DOCUMENT SECTION:
The one democratic pool into which Israel has never dipped its big toe is the referendum. But then, small and democratic though Israel may be, it’s not a Switzerland where, under the constitution, voters can demand a binding referendum on all sorts of issues, great and small, at federal, cantonal and municipal level. Quite the reverse. The Basic Laws of Israel do not provide at all for holding referendums or popular plebiscites.
That, of course, has not stopped various calls for them over Israel’s 64-year history. As early as 1958, in a bid to reduce the influence of the National Religious Party, Ben-Gurion suggested a referendum on the electoral system. Later Begin toyed with the idea of offering a referendum on proposed laws, provided at least 100,000 citizens requested it. In the 1970s a plebiscite on the future of the West Bank was briefly considered; while in 2005 settlers in the Gaza Strip opposed to the loss of their homes, asked for a national referendum on Sharon’s unilateral disengagement plan. Sharon opposed the idea, and the law was instead passed through the Knesset.
Referenda are far from confined to Switzerland. In fact more than forty nations have held them in the recent past, or conduct them as a matter of course from time to time. Close to home, the possibility of a referendum is about to feature in the current struggle in Egypt between the military and the Muslim Brotherhood.
The high constitutional court of Egypt has refused to declare illegal the extraordinary powers granted by the Supreme Council of the Armed Forces (SCAF) to themselves; at the same time the court has deferred until September a ruling on dissolving the second constituent assembly as it did the first. That first body included parliament members, which is illegal according to the provisional constitution issued by the SCAF after the fall from power of the previous president, Hosni Mubarak.
The second assembly, however, still faces some of the problems of the first, such as parliamentary members elected again and Muslim Brotherhood domination, and so it awaits a ruling from the court on its future. In the meantime, they are hastening to prepare the new constitution in terms heavily favoring the Brotherhood element; including the powers of the president, and downgrading the power and influence of the military. They are hoping to complete the new constitution before the court rules. If so, their constitution will be put to the people in a referendum – and that, it is adjudged, will confer legitimacy on it whatever the court rules.

Collected data entries:

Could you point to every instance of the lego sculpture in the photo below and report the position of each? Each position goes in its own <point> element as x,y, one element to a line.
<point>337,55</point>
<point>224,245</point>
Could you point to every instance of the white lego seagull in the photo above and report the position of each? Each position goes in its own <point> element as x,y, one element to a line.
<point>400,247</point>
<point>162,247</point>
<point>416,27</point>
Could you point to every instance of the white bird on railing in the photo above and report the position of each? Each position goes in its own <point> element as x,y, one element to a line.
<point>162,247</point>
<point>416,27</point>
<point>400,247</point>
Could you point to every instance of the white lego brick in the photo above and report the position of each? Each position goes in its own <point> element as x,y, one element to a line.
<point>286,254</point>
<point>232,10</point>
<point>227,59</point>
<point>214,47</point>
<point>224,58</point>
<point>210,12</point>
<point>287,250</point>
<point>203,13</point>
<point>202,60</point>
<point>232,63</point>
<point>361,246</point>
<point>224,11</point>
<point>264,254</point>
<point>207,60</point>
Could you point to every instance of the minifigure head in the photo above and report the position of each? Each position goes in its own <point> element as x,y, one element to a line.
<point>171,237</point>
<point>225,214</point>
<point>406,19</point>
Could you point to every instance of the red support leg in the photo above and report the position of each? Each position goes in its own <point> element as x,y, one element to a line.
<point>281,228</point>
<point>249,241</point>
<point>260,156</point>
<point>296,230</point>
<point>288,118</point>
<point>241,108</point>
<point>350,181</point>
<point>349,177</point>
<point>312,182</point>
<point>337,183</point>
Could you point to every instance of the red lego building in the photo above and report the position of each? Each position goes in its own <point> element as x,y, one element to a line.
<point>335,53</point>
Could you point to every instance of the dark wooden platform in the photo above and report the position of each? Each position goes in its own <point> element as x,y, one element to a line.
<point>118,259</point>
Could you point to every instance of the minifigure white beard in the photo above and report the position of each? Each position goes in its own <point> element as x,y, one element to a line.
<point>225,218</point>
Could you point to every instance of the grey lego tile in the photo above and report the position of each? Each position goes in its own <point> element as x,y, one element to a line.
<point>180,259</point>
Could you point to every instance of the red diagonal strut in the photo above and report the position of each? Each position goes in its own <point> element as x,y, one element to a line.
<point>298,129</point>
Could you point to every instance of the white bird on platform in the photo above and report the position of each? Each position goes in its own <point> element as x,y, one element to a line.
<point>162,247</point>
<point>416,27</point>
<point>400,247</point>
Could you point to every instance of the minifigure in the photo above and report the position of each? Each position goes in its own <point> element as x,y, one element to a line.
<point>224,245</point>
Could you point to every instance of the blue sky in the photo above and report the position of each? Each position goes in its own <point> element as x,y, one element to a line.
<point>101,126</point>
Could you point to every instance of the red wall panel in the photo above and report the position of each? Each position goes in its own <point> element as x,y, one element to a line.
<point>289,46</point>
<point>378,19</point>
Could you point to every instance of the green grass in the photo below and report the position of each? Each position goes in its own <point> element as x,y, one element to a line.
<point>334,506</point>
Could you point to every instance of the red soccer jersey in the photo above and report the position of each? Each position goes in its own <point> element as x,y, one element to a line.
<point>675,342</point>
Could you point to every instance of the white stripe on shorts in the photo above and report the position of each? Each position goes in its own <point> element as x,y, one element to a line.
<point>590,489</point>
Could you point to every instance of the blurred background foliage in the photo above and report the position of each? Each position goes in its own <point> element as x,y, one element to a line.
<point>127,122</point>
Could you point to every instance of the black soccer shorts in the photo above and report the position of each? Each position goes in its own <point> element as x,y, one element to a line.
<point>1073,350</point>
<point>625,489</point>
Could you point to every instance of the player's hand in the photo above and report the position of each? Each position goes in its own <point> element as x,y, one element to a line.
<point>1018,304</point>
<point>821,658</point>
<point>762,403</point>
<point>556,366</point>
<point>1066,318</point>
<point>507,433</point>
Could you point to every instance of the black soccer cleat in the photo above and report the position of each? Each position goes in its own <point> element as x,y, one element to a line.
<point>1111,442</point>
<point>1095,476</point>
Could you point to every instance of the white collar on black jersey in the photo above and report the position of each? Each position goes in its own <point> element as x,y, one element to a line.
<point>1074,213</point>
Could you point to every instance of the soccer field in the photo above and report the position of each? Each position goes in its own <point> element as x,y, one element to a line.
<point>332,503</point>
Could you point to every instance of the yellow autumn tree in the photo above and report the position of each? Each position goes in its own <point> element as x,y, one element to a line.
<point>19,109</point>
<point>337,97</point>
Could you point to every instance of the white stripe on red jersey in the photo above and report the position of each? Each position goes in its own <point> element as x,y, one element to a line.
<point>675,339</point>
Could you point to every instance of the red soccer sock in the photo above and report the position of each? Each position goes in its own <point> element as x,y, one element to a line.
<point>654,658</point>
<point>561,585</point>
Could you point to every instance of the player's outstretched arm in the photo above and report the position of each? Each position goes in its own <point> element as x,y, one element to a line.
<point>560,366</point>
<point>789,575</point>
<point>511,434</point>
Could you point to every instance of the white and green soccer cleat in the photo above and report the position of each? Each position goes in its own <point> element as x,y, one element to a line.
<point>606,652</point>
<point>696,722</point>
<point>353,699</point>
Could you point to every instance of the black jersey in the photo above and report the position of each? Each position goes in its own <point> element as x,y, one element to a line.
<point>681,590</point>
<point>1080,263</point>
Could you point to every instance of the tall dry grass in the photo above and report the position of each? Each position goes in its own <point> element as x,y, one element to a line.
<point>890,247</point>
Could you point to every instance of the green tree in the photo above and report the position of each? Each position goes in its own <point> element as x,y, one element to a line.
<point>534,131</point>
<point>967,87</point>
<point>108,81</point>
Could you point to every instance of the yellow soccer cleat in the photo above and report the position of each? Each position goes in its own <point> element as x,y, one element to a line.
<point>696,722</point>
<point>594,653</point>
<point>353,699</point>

TASKS:
- 1) In the passage on referendums, how many citizens would have had to request a referendum on a proposed law under the idea Begin considered?
- 2) Reproduce the entries from the start through the line containing "<point>207,60</point>", keeping every request line, and shift each x and y coordinate in the point answers up by 115.
These entries are unrelated to the passage on referendums.

CORRECT ANSWERS:
- 1) At least 100,000 citizens.

- 2)
Could you point to every instance of the lego sculpture in the photo below and report the position of each? Each position goes in its own <point> element as x,y, one element to a line.
<point>452,170</point>
<point>339,360</point>
Could you point to every instance of the white lego seagull in the photo above and report the position of each? Each position goes in its own <point> element as x,y, one element to a line.
<point>515,362</point>
<point>277,362</point>
<point>531,142</point>
Could you point to every instance of the white bird on railing in the photo above and report the position of each? Each position goes in its own <point> element as x,y, one element to a line.
<point>277,362</point>
<point>531,142</point>
<point>515,362</point>
Could you point to every instance of the white lego brick in the photo above and report the position of each? Each position goes in its own <point> element as x,y, one element to a line.
<point>401,369</point>
<point>347,125</point>
<point>342,174</point>
<point>329,162</point>
<point>339,173</point>
<point>325,127</point>
<point>402,365</point>
<point>318,128</point>
<point>317,175</point>
<point>347,178</point>
<point>476,361</point>
<point>339,126</point>
<point>379,369</point>
<point>322,175</point>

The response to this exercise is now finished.